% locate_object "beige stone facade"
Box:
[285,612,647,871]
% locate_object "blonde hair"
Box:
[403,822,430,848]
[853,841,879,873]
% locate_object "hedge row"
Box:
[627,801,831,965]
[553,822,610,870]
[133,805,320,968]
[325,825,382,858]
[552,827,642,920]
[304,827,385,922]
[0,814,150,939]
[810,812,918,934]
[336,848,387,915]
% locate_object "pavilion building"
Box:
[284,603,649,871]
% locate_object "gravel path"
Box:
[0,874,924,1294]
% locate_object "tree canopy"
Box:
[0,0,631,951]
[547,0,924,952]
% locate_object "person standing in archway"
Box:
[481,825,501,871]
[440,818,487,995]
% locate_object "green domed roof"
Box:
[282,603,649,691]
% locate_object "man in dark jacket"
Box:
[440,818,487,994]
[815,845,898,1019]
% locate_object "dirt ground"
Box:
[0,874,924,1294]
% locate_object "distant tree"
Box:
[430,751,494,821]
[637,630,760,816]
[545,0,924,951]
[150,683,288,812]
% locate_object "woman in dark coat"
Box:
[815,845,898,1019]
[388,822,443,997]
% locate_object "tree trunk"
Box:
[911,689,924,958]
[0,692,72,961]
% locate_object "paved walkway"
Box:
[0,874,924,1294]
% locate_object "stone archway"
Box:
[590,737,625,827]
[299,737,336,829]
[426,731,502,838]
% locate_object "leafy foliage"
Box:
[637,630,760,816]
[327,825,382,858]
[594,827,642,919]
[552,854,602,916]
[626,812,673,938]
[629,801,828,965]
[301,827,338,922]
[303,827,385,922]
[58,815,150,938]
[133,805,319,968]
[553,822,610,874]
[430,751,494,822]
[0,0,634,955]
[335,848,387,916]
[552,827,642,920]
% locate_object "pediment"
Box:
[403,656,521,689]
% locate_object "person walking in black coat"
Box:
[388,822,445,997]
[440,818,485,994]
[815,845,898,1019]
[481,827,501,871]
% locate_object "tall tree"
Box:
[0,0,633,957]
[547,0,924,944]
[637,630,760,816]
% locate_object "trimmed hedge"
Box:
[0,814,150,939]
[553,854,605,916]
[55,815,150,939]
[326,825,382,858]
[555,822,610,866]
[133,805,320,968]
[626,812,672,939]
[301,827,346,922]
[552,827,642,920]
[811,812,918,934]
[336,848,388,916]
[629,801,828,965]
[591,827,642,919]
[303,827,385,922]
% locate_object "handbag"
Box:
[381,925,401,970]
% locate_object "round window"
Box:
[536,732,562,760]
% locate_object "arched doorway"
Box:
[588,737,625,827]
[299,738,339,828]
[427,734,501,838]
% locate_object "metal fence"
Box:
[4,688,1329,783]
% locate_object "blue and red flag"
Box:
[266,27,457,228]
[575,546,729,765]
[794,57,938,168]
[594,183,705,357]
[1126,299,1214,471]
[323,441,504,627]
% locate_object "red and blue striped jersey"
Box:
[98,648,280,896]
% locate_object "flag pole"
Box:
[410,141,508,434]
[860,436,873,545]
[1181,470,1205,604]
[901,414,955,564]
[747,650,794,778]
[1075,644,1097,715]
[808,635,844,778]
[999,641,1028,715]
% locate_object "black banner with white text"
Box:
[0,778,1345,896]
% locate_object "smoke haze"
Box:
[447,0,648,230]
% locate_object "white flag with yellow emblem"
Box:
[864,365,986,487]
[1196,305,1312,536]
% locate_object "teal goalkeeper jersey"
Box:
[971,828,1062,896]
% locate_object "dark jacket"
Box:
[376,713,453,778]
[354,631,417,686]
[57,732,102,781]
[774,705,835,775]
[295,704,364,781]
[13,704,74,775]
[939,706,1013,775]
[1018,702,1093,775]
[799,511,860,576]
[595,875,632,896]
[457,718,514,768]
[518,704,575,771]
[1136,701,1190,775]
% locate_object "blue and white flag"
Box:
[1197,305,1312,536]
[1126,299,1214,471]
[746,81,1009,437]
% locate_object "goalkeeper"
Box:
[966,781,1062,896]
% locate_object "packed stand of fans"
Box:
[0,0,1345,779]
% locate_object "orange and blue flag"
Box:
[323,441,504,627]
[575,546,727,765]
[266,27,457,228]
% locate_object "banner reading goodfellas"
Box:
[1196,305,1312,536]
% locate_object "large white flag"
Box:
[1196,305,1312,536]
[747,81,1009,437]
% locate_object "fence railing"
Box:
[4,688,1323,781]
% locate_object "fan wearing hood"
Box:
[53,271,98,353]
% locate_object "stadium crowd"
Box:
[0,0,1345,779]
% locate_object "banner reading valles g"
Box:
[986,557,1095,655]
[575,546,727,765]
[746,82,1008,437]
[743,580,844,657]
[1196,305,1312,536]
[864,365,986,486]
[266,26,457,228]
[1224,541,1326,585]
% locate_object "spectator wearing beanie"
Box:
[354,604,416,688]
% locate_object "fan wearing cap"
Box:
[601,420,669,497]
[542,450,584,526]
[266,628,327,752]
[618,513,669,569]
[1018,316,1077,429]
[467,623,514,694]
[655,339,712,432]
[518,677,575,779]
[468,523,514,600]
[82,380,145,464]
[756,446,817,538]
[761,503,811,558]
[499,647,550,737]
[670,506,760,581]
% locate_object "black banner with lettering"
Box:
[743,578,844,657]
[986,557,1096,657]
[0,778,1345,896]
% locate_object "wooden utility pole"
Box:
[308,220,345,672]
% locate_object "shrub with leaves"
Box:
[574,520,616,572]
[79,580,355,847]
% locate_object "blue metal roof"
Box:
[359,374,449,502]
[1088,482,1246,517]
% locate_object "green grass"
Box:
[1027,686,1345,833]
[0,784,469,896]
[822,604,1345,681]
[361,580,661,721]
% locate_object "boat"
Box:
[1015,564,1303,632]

——————————

● Exercise requirements
Copy out the rows above again, changing "pediment" to "gable" wherever it occurs. Leave every other line as it is.

● Task result
% locate_object "beige stone facade"
Box:
[285,612,647,871]
% locate_object "blonde hair"
Box:
[403,822,430,848]
[853,841,879,873]
% locate_object "hedge row"
Box:
[627,801,831,965]
[553,822,610,870]
[133,805,320,968]
[325,825,382,858]
[552,827,642,920]
[304,827,385,922]
[0,814,150,939]
[810,812,918,934]
[336,848,387,915]
% locate_object "pavilion building"
Box:
[284,603,649,871]
% locate_object "gravel path"
Box:
[0,874,924,1294]
% locate_object "tree canopy"
Box:
[0,0,631,951]
[547,0,924,952]
% locate_object "person standing in archway"
Box:
[481,825,501,871]
[440,818,487,995]
% locate_object "green domed roof"
Box:
[282,603,649,691]
% locate_object "man in dark jacket"
Box:
[440,818,487,994]
[815,845,898,1019]
% locate_object "dirt ground"
Box:
[0,874,924,1294]
% locate_object "distant tree"
Box:
[430,751,494,821]
[637,630,760,816]
[545,0,924,951]
[150,683,288,812]
% locate_object "woman in dark coat"
Box:
[815,845,898,1019]
[388,822,443,997]
% locate_object "tree trunk"
Box:
[911,689,924,958]
[0,692,72,961]
% locate_object "paved walkway"
Box:
[0,874,924,1294]
% locate_object "stone archway"
Box:
[590,737,625,827]
[299,737,336,829]
[426,731,502,838]
% locate_object "leafy foliage"
Box:
[637,630,760,816]
[327,825,382,858]
[594,827,642,919]
[552,854,602,916]
[626,812,673,938]
[629,801,828,965]
[301,827,338,922]
[303,827,385,922]
[58,815,150,938]
[133,805,319,968]
[553,822,610,874]
[430,751,494,822]
[0,0,634,955]
[335,848,387,916]
[552,827,642,920]
% locate_object "gable"
Box:
[403,656,521,689]
% locate_object "person walking in black coat"
Box:
[388,822,445,997]
[440,818,485,994]
[815,845,898,1019]
[481,827,501,871]
% locate_object "tall tree"
Box:
[0,0,633,957]
[547,0,924,944]
[637,630,760,816]
% locate_object "trimmed hedge"
Box:
[0,814,150,939]
[553,854,605,916]
[55,815,150,939]
[326,825,382,858]
[555,822,610,866]
[133,805,320,968]
[626,812,672,939]
[301,827,346,922]
[552,827,642,920]
[811,812,918,934]
[336,848,388,916]
[629,801,828,965]
[591,827,642,919]
[303,827,385,922]
% locate_object "handbag"
Box:
[381,925,401,970]
% locate_object "round window"
Box:
[536,732,562,760]
% locate_object "arched doorway"
Box:
[588,737,625,827]
[299,738,339,828]
[427,734,501,838]
% locate_object "metal fence"
Box:
[4,688,1329,783]
% locate_object "blue and red flag"
Box:
[266,27,457,228]
[575,546,729,765]
[794,57,938,168]
[594,183,705,357]
[1126,299,1214,471]
[323,441,504,627]
% locate_object "red and blue striped jersey"
Box:
[98,648,280,896]
% locate_object "flag pole"
Box:
[410,141,508,434]
[860,436,873,545]
[1181,470,1205,604]
[901,414,955,564]
[747,650,794,778]
[1075,644,1097,715]
[808,635,844,778]
[999,641,1028,715]
% locate_object "black banner with white text"
Box:
[0,778,1345,896]
% locate_object "smoke haze"
Box:
[447,0,648,230]
% locate_object "white flag with yellow emblem"
Box:
[864,365,986,487]
[1196,305,1312,536]
% locate_object "teal goalkeeper jersey"
Box:
[971,828,1062,896]
% locate_object "dark jacket"
Box:
[376,713,453,778]
[354,631,417,686]
[57,732,102,781]
[774,705,835,775]
[295,704,364,781]
[13,704,74,775]
[939,706,1013,775]
[1018,702,1093,775]
[799,511,860,576]
[595,875,632,896]
[457,718,514,768]
[518,704,575,771]
[1136,701,1190,775]
% locate_object "blue and white flag"
Box:
[1197,305,1312,536]
[1126,299,1214,471]
[746,81,1009,437]
% locate_object "goalkeeper"
Box:
[966,781,1062,896]
% locate_object "packed stand of fans"
Box:
[0,0,1345,779]
% locate_object "orange and blue flag"
Box:
[323,441,504,627]
[575,546,727,765]
[266,27,457,228]
% locate_object "banner reading goodfellas"
Box:
[1196,305,1312,536]
% locate_object "large white flag"
Box:
[1196,305,1312,536]
[747,81,1009,437]
% locate_object "fence railing"
Box:
[4,688,1323,781]
% locate_object "fan wearing hood"
Box:
[53,271,98,353]
% locate_object "stadium crowd"
Box:
[0,0,1345,779]
% locate_object "banner reading valles g"
Box:
[986,557,1095,655]
[575,546,727,765]
[746,82,1008,437]
[743,580,844,657]
[1196,305,1312,536]
[864,365,986,486]
[266,26,457,228]
[1224,541,1326,585]
% locate_object "spectator wearing beanie"
Box:
[354,604,416,688]
% locate_object "fan wearing cap"
Box:
[601,420,669,497]
[542,450,584,526]
[266,628,327,752]
[618,513,669,569]
[1018,316,1077,429]
[467,623,514,694]
[655,339,712,432]
[518,677,575,779]
[468,523,514,600]
[82,380,145,464]
[756,446,817,538]
[761,503,811,558]
[499,647,550,737]
[670,506,760,581]
% locate_object "black banner with lettering"
Box:
[743,578,844,657]
[986,557,1096,657]
[0,778,1345,896]
% locate_object "wooden utility pole"
Box:
[308,220,345,672]
% locate_object "shrub with leaves"
Box:
[574,520,616,572]
[79,580,355,847]
% locate_object "blue metal roof"
Box:
[359,374,449,502]
[1088,482,1246,517]
% locate_object "green grass"
Box:
[1027,686,1345,833]
[0,784,469,896]
[822,604,1345,681]
[361,580,661,721]
% locate_object "boat"
Box:
[1015,564,1303,632]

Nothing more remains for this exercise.